Data entries
+===+

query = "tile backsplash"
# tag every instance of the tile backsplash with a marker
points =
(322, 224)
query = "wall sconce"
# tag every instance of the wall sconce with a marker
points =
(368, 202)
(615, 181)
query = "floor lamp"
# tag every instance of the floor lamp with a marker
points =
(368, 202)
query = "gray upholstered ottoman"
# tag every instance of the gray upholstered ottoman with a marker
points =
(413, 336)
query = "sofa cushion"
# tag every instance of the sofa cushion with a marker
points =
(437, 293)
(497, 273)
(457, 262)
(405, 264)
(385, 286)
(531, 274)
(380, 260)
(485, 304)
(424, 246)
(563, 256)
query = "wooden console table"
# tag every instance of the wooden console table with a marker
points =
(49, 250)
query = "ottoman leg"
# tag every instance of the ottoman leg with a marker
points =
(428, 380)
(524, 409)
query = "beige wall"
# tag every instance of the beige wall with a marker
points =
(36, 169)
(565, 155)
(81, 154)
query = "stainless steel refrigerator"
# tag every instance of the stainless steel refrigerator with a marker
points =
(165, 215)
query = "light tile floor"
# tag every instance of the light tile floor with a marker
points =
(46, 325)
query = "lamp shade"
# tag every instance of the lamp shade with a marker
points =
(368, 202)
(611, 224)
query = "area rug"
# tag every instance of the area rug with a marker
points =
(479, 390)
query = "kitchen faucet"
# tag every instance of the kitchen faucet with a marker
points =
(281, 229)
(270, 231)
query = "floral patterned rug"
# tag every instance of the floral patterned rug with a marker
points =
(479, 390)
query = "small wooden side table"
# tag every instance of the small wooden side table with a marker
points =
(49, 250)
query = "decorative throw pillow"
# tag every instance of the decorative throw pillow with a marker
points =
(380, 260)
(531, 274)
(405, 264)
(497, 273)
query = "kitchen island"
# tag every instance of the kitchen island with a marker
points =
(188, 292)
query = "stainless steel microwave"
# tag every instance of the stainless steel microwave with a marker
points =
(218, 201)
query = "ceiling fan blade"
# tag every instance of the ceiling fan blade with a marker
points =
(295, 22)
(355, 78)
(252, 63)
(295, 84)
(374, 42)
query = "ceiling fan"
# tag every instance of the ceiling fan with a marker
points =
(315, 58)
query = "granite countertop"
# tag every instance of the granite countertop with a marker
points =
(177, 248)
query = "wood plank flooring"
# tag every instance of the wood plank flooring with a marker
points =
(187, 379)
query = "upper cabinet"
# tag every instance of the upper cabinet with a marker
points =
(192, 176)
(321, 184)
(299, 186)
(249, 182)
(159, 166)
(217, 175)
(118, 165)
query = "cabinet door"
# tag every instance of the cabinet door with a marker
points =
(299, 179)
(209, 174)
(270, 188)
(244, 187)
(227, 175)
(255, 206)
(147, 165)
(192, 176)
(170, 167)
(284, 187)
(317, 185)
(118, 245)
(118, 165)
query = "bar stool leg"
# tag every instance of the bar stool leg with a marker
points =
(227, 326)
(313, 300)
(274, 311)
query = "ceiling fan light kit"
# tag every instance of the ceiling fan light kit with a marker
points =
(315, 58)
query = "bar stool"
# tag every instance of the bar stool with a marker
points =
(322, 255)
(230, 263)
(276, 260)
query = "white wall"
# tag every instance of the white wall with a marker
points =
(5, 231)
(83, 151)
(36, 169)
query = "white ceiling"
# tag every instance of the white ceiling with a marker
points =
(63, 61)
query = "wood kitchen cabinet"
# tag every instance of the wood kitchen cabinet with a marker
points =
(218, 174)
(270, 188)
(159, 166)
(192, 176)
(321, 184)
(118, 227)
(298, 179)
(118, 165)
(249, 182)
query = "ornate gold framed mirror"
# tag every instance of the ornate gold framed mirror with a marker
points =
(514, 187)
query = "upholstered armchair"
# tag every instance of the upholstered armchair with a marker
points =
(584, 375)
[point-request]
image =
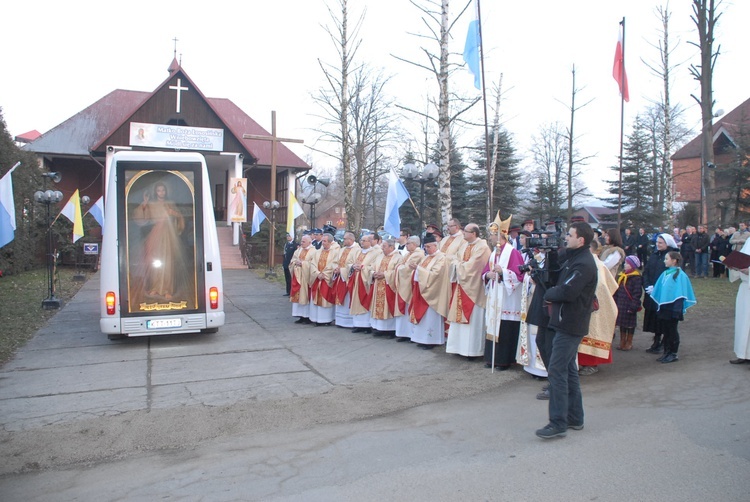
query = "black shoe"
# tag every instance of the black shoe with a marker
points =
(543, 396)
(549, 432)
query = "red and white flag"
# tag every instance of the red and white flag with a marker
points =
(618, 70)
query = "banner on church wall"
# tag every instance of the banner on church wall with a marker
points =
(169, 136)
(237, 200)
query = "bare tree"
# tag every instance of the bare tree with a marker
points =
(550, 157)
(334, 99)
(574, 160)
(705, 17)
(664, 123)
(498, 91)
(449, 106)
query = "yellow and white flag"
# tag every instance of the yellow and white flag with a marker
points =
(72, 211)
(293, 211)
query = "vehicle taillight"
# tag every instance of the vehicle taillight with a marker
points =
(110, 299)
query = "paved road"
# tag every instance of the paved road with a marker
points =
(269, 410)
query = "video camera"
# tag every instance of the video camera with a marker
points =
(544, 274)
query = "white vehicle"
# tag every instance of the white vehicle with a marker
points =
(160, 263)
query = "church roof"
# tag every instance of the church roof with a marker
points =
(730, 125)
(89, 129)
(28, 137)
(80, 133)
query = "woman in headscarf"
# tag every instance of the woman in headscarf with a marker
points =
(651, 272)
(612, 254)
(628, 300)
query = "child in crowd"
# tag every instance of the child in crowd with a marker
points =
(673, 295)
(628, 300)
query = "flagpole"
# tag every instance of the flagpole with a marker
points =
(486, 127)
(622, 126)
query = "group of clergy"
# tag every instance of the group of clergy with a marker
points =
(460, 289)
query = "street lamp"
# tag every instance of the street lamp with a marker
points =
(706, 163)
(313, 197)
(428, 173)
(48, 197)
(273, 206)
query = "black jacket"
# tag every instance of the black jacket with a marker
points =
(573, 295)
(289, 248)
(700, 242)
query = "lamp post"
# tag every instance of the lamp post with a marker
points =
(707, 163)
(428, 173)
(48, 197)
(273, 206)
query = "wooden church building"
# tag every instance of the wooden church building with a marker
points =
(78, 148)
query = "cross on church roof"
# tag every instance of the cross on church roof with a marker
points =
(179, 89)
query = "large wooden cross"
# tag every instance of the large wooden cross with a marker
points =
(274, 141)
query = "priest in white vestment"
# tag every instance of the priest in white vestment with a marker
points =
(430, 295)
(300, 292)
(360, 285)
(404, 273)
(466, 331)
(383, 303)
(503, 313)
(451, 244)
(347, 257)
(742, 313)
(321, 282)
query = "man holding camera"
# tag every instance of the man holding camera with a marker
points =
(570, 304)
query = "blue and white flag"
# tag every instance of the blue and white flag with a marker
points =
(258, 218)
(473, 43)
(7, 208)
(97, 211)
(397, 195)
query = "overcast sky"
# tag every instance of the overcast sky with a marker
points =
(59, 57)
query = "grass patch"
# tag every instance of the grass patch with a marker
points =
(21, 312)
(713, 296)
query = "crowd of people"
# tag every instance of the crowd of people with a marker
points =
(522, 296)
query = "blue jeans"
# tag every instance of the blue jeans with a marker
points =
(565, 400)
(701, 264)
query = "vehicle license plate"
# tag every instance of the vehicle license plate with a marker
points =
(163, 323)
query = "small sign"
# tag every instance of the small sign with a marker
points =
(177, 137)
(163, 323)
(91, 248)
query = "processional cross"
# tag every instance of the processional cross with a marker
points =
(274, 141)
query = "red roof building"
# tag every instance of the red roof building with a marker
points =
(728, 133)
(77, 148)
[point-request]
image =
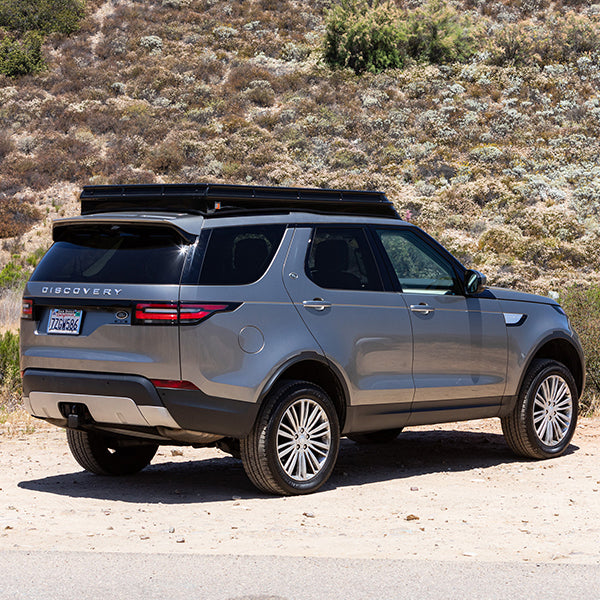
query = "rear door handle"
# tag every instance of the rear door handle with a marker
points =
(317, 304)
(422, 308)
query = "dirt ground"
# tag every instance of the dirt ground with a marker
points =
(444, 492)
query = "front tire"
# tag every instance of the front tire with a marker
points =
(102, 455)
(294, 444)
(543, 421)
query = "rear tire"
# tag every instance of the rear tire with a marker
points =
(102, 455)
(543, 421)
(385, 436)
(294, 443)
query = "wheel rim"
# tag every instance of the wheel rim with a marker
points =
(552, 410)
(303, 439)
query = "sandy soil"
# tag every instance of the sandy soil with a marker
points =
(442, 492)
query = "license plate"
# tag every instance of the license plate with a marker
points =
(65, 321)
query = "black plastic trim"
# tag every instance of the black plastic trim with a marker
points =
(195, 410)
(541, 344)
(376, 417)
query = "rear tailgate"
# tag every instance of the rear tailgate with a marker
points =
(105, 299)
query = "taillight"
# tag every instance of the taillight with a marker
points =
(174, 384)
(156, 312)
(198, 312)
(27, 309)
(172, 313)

+===+

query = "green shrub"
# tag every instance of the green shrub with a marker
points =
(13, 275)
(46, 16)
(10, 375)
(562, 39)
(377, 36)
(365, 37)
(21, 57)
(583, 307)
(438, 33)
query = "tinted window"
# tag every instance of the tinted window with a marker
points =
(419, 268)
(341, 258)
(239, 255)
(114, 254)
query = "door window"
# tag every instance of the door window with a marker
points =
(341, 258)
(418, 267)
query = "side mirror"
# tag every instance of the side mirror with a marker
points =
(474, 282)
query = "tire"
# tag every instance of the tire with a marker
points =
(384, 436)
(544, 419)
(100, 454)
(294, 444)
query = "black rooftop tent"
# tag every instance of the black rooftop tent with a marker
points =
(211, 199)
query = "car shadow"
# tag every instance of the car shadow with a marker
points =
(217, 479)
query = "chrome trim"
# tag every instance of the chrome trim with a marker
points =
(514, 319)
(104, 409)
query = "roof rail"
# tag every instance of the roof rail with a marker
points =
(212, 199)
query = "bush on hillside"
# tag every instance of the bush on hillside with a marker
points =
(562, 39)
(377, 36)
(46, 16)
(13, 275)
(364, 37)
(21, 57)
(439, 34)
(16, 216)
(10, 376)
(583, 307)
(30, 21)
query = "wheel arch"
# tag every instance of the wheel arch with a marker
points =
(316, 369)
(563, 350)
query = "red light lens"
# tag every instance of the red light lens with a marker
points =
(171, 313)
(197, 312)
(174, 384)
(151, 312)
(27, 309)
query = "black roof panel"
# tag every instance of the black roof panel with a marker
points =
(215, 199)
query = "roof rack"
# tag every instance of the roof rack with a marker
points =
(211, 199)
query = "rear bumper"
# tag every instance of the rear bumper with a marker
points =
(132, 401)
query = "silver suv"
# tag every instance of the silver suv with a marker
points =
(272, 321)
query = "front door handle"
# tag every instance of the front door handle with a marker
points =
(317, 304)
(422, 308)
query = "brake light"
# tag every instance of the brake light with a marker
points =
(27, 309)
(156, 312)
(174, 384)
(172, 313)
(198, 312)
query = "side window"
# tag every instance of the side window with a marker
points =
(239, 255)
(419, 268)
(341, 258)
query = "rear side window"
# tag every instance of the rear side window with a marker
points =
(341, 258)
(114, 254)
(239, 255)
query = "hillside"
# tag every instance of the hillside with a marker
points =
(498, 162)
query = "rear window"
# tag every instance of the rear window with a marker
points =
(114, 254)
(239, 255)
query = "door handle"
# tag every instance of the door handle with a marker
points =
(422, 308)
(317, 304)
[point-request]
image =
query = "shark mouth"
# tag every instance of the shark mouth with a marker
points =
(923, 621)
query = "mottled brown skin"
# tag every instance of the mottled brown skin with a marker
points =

+===+

**Exercise goal**
What are the lines of the data above that include the string "sofa"? Copy them.

**Result of this exercise**
query = "sofa cushion"
# tag every instance of the sofa cushion with a marker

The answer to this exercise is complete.